Stated exercise:
Locate each line in the listing below that contains the word "bounding", and copy those lines out.

Stored rows:
○ ○ ○ ○

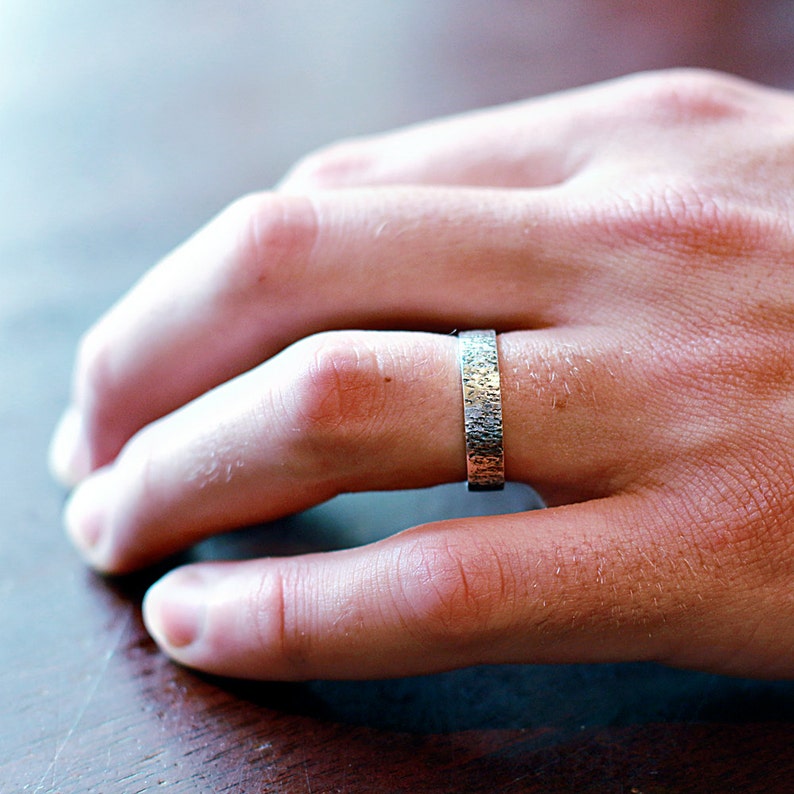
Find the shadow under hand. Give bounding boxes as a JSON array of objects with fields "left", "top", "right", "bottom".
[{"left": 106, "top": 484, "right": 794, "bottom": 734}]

○ ○ ○ ○

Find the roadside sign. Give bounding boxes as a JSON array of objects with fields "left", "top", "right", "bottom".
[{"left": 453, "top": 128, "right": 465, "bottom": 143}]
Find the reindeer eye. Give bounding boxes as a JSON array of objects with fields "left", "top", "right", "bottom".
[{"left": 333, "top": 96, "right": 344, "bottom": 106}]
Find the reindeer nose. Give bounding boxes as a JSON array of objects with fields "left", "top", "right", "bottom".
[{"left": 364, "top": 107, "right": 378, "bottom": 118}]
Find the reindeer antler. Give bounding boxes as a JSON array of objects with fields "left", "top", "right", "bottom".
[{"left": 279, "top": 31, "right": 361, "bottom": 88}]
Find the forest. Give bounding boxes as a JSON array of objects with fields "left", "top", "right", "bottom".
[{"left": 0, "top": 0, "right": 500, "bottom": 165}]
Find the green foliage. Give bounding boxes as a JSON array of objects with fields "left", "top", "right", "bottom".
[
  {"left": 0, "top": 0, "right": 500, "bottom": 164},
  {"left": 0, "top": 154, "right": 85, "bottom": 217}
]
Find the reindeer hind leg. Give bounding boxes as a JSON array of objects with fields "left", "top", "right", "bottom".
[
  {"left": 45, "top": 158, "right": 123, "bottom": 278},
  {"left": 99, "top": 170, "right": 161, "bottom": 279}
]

○ ○ ○ ○

Result below:
Find the shadow under hand. Give bounding boxes as a JSON array of objects with fields "left", "top", "right", "bottom".
Find the roadside sign. Give bounding boxes as a JSON array of objects with fields "left", "top", "right", "bottom".
Find the reindeer eye. Give bounding boxes as a JSON array of objects with fields "left", "top", "right", "bottom".
Find the reindeer nose. Give bounding boxes as a JSON array of objects with fields "left", "top", "right", "bottom".
Find the reindeer antler. Give bounding boxes as a JSON array of objects with fields "left", "top", "right", "bottom".
Find the forest. Give bounding boxes as a JSON array of objects with fields "left", "top", "right", "bottom".
Find the green foliage. Give bounding boxes as a JSON array of objects with fields "left", "top", "right", "bottom".
Find the reindeer hind leg. Give bounding boxes as a JSON array of objects with fields "left", "top", "right", "bottom".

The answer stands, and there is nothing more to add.